Lines from a point annotation set:
═══
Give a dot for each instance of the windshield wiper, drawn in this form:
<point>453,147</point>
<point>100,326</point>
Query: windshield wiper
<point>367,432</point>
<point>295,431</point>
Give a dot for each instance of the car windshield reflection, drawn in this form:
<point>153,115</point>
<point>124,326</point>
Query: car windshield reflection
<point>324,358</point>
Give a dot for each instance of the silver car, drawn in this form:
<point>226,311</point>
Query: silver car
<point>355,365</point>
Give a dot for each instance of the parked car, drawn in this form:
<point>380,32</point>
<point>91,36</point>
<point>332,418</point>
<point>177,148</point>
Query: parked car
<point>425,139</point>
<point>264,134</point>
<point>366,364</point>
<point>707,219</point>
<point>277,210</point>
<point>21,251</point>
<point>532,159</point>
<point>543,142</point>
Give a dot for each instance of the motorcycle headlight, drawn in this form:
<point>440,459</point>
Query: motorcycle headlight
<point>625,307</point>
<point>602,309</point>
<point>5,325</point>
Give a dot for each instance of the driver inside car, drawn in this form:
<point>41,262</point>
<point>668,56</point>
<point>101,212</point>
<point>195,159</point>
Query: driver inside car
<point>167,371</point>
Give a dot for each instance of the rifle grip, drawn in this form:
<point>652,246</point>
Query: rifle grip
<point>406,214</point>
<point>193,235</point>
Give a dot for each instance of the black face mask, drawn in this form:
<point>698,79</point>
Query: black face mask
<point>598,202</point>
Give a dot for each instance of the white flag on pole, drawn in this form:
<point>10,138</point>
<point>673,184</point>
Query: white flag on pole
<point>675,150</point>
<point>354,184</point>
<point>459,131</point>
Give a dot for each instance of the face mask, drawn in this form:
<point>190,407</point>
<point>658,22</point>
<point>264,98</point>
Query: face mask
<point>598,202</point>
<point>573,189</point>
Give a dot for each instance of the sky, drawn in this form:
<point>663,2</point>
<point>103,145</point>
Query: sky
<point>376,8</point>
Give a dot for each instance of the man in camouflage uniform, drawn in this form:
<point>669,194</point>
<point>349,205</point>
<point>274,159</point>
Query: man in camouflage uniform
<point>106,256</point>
═══
» Directive
Output the lines above as a Markdown table with a "No." column for the row number and a "Line" column for the line text, leaving out any blank lines.

» Solved problem
| No. | Line |
|---|---|
| 1 | Give a dot for each instance of the windshield wiper, drawn in this form: |
| 2 | <point>453,147</point> |
| 3 | <point>100,326</point> |
| 4 | Query: windshield wiper |
| 5 | <point>367,432</point> |
| 6 | <point>295,431</point> |
| 7 | Give a dot for each instance of the car windshield reflection, drawn in this form: |
| 8 | <point>153,115</point> |
| 9 | <point>124,326</point> |
| 10 | Query: car windshield reflection |
| 11 | <point>324,358</point> |
| 12 | Give a dot for each instance of the silver car, drawn in this form: |
| 13 | <point>226,311</point> |
| 14 | Query: silver car |
| 15 | <point>355,365</point> |
| 16 | Give a dot for each instance of the parked car, drawn in this form: |
| 17 | <point>380,32</point> |
| 18 | <point>91,36</point> |
| 19 | <point>332,418</point> |
| 20 | <point>177,148</point> |
| 21 | Query: parked car |
| 22 | <point>425,139</point> |
| 23 | <point>264,134</point> |
| 24 | <point>366,364</point> |
| 25 | <point>707,219</point> |
| 26 | <point>277,210</point> |
| 27 | <point>21,251</point> |
| 28 | <point>532,159</point> |
| 29 | <point>543,142</point> |
| 30 | Give a dot for each instance of the motorcycle headlight, drawn in this form: |
| 31 | <point>440,459</point> |
| 32 | Query: motorcycle headlight |
| 33 | <point>625,307</point> |
| 34 | <point>602,309</point> |
| 35 | <point>5,325</point> |
| 36 | Give a dot for each instance of the driver inside car, drawn in this form: |
| 37 | <point>41,262</point> |
| 38 | <point>668,56</point> |
| 39 | <point>101,212</point> |
| 40 | <point>195,159</point> |
| 41 | Query: driver inside car |
| 42 | <point>167,371</point> |
| 43 | Give a dot for each instance of the rifle grip, drawn in this form: |
| 44 | <point>652,246</point> |
| 45 | Query: rifle grip |
| 46 | <point>406,214</point> |
| 47 | <point>193,235</point> |
| 48 | Give a dot for each instance of the black face mask, drawn in this form: |
| 49 | <point>698,79</point> |
| 50 | Query: black face mask |
| 51 | <point>598,202</point> |
| 52 | Give a dot for each instance of the white flag on pole, drawn in this form: |
| 53 | <point>10,138</point> |
| 54 | <point>673,184</point> |
| 55 | Query: white flag on pole |
| 56 | <point>675,150</point> |
| 57 | <point>354,184</point> |
| 58 | <point>459,131</point> |
| 59 | Give a dot for each instance of the face mask, drawn in this form: |
| 60 | <point>190,407</point> |
| 61 | <point>658,22</point> |
| 62 | <point>264,98</point> |
| 63 | Query: face mask |
| 64 | <point>598,202</point> |
| 65 | <point>573,189</point> |
| 66 | Give a dot for each instance of the sky, drawn in this form: |
| 67 | <point>663,2</point> |
| 68 | <point>103,145</point> |
| 69 | Query: sky |
| 70 | <point>376,8</point> |
| 71 | Give a dot for each instance of the man in camouflage uniform, drawn in this form: |
| 72 | <point>669,194</point> |
| 73 | <point>349,205</point> |
| 74 | <point>274,159</point> |
| 75 | Query: man in camouflage uniform |
| 76 | <point>106,256</point> |